**INSTRUCTIONS TO FOLLOW:** Reproduce exactly the line in which "Where can the sticker" occurs and all the lines after it, ending with the last line.

%%

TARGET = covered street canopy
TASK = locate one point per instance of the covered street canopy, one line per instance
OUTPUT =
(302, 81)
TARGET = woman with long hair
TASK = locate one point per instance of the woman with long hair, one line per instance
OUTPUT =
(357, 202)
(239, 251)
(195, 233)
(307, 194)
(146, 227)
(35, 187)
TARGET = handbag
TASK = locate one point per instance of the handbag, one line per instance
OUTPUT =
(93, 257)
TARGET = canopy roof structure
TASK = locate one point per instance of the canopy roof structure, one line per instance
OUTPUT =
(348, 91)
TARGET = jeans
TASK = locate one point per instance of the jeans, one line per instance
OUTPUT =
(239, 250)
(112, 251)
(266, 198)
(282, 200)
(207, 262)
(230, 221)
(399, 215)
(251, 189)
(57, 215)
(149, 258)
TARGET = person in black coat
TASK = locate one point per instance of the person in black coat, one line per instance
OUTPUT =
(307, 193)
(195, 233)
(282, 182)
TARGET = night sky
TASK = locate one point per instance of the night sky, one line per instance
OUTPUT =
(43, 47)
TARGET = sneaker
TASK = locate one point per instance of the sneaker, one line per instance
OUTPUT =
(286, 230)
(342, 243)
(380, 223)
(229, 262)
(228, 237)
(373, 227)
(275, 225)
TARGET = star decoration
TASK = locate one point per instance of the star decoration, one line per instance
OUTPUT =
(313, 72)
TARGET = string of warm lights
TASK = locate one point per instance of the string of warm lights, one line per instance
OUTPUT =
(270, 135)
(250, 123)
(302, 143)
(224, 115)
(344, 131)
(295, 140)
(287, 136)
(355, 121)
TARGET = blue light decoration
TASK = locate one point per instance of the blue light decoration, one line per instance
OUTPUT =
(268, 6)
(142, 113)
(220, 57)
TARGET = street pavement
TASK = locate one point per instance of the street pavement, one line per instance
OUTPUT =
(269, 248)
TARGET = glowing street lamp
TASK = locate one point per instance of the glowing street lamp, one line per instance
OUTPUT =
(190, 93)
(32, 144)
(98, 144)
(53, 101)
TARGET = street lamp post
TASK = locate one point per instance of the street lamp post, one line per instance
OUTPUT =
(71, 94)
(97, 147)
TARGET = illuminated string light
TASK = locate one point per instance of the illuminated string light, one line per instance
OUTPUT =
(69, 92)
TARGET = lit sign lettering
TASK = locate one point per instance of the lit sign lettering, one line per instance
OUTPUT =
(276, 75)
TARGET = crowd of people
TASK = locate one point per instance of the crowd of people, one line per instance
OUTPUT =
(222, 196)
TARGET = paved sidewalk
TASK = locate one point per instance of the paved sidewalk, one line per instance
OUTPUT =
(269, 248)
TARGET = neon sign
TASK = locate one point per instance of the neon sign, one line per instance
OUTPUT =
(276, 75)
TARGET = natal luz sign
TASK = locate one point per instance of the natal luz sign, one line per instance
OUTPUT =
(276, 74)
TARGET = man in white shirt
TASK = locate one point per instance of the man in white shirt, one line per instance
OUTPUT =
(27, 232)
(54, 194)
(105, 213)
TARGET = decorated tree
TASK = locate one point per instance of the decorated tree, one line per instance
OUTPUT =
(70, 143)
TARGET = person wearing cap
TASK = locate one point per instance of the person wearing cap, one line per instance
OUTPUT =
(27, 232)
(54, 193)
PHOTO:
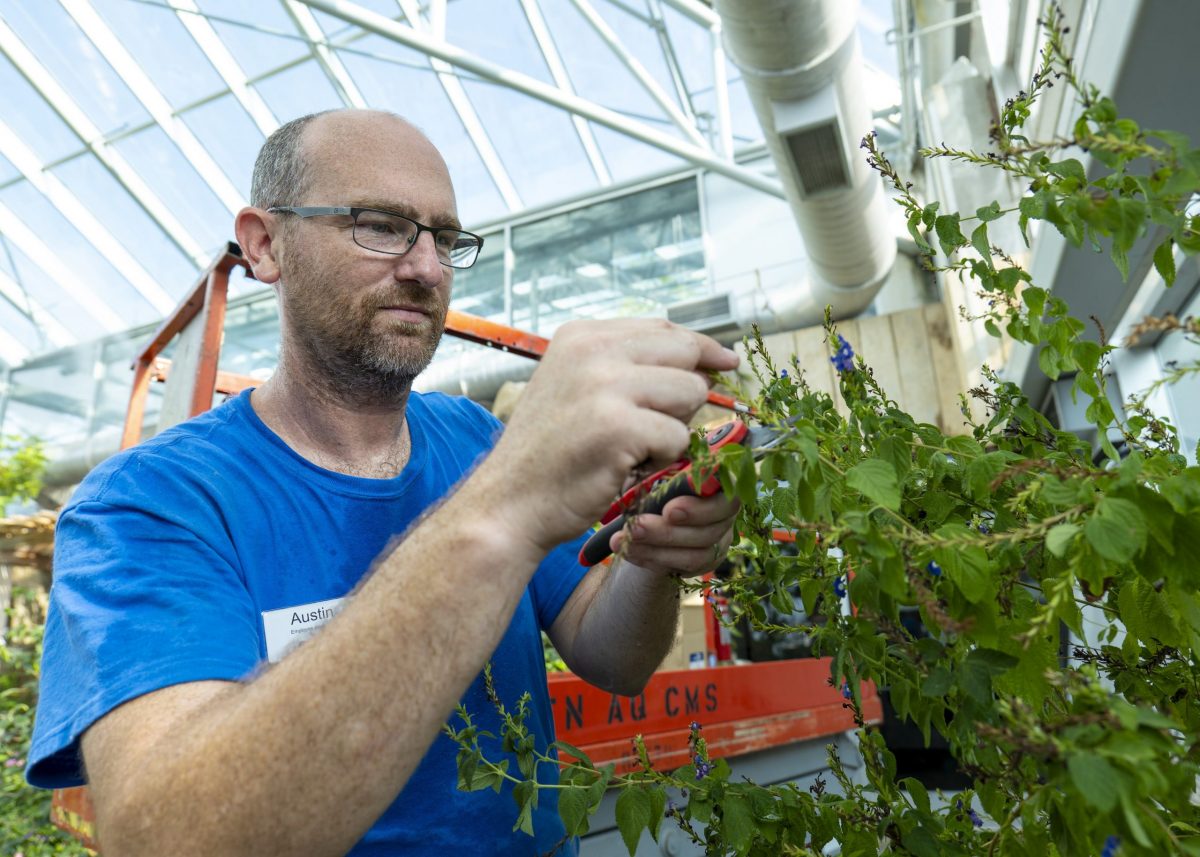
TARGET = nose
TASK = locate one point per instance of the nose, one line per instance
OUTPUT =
(421, 263)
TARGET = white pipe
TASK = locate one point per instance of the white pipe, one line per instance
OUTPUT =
(791, 52)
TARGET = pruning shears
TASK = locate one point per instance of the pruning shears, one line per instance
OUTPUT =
(679, 479)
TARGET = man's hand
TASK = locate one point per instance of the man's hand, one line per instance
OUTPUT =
(609, 397)
(691, 537)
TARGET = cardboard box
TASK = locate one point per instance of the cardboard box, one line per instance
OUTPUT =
(690, 648)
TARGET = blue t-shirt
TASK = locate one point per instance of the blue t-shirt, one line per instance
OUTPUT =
(172, 559)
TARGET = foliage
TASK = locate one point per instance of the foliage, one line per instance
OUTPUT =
(24, 811)
(22, 463)
(999, 538)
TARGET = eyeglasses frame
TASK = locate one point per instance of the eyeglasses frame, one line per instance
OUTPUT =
(305, 211)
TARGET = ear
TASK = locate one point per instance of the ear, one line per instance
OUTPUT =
(256, 229)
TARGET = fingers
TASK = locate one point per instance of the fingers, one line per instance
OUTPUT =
(691, 535)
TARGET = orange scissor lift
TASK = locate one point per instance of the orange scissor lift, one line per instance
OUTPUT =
(743, 707)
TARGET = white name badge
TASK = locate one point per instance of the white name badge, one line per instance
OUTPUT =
(289, 627)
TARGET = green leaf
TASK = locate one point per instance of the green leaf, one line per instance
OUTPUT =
(1096, 779)
(877, 480)
(1069, 168)
(1117, 529)
(737, 821)
(633, 815)
(573, 809)
(979, 241)
(526, 796)
(1061, 537)
(1164, 261)
(918, 792)
(1048, 360)
(948, 233)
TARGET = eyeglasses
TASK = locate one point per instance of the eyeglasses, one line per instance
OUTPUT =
(387, 232)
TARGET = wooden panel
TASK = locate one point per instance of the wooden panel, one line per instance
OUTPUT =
(877, 347)
(946, 367)
(919, 394)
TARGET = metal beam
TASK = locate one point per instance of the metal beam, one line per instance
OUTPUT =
(457, 95)
(208, 40)
(330, 64)
(82, 219)
(48, 261)
(669, 106)
(58, 100)
(154, 101)
(562, 79)
(537, 89)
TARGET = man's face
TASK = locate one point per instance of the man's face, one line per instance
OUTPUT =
(367, 319)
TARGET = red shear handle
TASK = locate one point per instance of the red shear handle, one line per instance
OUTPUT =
(658, 493)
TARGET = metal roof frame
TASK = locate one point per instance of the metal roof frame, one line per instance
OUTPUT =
(65, 107)
(528, 85)
(154, 101)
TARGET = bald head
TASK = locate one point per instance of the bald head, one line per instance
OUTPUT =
(288, 159)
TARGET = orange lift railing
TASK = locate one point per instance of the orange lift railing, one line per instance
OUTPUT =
(743, 707)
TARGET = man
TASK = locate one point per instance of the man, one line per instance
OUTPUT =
(185, 564)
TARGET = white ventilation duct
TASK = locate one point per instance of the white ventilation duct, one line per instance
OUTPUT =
(801, 61)
(802, 65)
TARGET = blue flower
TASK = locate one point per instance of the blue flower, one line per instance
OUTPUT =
(844, 360)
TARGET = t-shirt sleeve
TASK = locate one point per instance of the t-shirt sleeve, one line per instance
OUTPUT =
(145, 595)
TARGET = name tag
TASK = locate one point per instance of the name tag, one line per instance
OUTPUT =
(289, 627)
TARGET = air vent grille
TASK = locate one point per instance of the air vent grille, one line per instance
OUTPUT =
(816, 153)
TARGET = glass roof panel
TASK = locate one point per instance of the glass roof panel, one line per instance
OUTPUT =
(7, 172)
(875, 19)
(299, 90)
(53, 299)
(499, 31)
(168, 173)
(163, 48)
(76, 252)
(259, 35)
(49, 33)
(629, 159)
(391, 87)
(231, 136)
(595, 71)
(545, 166)
(31, 119)
(130, 225)
(18, 328)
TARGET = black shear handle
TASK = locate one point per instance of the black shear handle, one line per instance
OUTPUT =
(597, 549)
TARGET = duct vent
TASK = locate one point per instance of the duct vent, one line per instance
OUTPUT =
(816, 153)
(706, 315)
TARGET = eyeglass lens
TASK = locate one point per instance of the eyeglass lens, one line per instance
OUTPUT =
(390, 233)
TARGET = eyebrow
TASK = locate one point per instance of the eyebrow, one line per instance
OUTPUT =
(406, 210)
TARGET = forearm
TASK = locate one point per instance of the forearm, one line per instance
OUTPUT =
(306, 756)
(628, 628)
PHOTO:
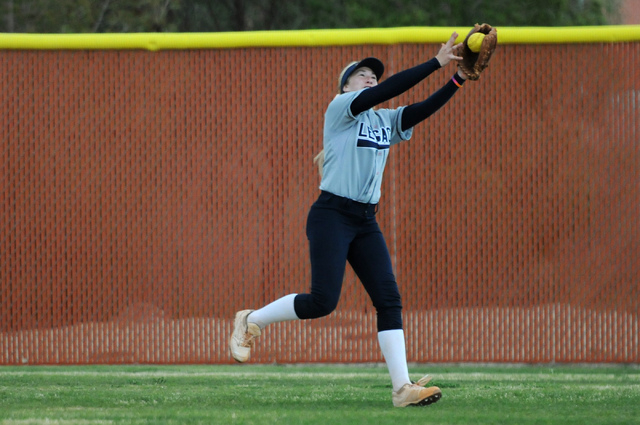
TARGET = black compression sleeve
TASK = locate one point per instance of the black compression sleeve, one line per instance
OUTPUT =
(393, 86)
(418, 112)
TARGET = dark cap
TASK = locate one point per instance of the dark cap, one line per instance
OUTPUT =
(373, 63)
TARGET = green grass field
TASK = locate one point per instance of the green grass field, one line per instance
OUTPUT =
(322, 394)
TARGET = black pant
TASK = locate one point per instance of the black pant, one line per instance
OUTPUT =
(341, 230)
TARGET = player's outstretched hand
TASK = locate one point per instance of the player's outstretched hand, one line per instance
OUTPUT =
(446, 53)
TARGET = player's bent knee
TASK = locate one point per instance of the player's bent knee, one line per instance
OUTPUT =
(313, 307)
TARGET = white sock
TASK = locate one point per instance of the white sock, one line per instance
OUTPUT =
(395, 354)
(280, 310)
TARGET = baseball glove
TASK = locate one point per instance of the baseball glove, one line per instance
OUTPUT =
(472, 64)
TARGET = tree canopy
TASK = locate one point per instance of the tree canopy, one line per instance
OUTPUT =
(90, 16)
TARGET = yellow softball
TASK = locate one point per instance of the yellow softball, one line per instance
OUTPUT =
(475, 42)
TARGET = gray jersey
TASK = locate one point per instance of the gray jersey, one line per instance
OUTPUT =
(356, 148)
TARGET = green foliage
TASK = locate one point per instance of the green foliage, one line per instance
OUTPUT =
(314, 395)
(63, 16)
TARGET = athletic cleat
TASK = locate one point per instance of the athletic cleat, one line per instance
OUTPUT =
(243, 336)
(416, 394)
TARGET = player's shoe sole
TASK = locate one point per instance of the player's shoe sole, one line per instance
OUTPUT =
(415, 394)
(243, 336)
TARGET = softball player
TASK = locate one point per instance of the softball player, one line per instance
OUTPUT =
(341, 225)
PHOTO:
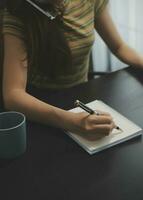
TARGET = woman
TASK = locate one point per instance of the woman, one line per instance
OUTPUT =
(55, 54)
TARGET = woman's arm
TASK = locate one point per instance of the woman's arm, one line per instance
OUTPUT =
(16, 98)
(105, 26)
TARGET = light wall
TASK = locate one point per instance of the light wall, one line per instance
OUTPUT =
(128, 17)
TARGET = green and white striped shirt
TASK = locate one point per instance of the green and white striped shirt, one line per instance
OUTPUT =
(78, 26)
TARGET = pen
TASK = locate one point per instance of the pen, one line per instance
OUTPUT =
(89, 110)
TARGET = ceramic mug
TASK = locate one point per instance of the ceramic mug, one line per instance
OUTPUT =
(12, 134)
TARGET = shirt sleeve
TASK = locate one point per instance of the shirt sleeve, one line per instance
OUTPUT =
(99, 6)
(12, 25)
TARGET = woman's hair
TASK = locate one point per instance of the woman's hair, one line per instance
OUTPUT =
(46, 45)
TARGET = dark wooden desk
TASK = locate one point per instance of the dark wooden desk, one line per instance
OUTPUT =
(56, 168)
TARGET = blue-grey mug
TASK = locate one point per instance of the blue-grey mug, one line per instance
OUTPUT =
(12, 134)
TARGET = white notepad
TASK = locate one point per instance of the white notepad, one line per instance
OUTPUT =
(129, 130)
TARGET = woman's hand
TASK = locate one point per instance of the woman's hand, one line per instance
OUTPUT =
(93, 126)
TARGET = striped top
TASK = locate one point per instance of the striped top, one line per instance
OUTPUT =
(78, 26)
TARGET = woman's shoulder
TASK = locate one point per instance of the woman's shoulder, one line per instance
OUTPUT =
(12, 24)
(99, 6)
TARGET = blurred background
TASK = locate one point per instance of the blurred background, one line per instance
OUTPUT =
(128, 17)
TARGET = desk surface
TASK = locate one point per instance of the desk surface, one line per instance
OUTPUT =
(55, 167)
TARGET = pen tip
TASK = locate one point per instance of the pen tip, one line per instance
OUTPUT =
(76, 102)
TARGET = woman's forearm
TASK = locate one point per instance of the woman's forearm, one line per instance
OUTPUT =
(36, 110)
(129, 56)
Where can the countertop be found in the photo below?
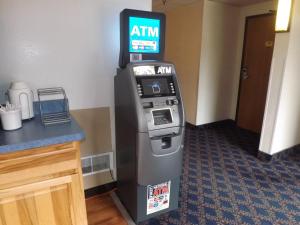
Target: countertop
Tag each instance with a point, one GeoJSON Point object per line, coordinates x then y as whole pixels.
{"type": "Point", "coordinates": [34, 134]}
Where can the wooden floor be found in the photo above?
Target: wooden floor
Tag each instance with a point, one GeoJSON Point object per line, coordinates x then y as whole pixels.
{"type": "Point", "coordinates": [101, 210]}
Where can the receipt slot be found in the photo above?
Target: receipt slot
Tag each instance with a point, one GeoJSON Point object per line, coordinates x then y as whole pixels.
{"type": "Point", "coordinates": [150, 122]}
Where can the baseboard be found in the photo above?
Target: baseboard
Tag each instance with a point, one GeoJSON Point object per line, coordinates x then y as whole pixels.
{"type": "Point", "coordinates": [227, 121]}
{"type": "Point", "coordinates": [100, 189]}
{"type": "Point", "coordinates": [278, 156]}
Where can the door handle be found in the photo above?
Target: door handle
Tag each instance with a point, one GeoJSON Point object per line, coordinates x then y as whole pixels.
{"type": "Point", "coordinates": [244, 73]}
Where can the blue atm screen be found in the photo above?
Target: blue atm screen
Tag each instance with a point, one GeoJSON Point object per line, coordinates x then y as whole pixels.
{"type": "Point", "coordinates": [144, 35]}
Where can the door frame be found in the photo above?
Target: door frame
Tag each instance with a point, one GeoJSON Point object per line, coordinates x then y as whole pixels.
{"type": "Point", "coordinates": [242, 60]}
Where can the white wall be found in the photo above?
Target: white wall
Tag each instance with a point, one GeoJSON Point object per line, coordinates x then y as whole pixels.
{"type": "Point", "coordinates": [274, 91]}
{"type": "Point", "coordinates": [286, 132]}
{"type": "Point", "coordinates": [68, 43]}
{"type": "Point", "coordinates": [216, 89]}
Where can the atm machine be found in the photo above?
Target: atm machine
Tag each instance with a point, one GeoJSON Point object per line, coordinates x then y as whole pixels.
{"type": "Point", "coordinates": [149, 119]}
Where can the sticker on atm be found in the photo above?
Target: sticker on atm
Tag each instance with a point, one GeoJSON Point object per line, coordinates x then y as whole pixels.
{"type": "Point", "coordinates": [158, 197]}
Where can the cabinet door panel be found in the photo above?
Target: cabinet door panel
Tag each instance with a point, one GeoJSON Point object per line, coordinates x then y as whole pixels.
{"type": "Point", "coordinates": [44, 208]}
{"type": "Point", "coordinates": [52, 205]}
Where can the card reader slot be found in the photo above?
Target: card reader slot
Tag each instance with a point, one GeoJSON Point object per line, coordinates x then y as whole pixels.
{"type": "Point", "coordinates": [147, 105]}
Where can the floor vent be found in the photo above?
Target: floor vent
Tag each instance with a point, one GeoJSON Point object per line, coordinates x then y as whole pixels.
{"type": "Point", "coordinates": [97, 163]}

%%

**WORKED ANSWER:**
Where can the sticker on atm be found in the photo above?
Target: sticker on atm
Tag each instance with a point, one GeoJSON Point object per line, coordinates x then y as whole pixels.
{"type": "Point", "coordinates": [158, 197]}
Where can the cabinet door panel be found in the photo above?
Target: cabinet door panel
Tag each instance with a point, one GeoJSON Point object per line, coordinates x then y as whole pixels.
{"type": "Point", "coordinates": [44, 208]}
{"type": "Point", "coordinates": [52, 205]}
Where can the card reader slot be found in the photo above?
Target: card reader slot
Tag each instance with a point, one GeoJSON Point object per line, coordinates x then y as whole pixels.
{"type": "Point", "coordinates": [147, 105]}
Where can the floor vent be found in the photo above?
Target: floor vent
Tag each instance with a point, one GeoJSON Point object per line, coordinates x then y as whole pixels.
{"type": "Point", "coordinates": [97, 163]}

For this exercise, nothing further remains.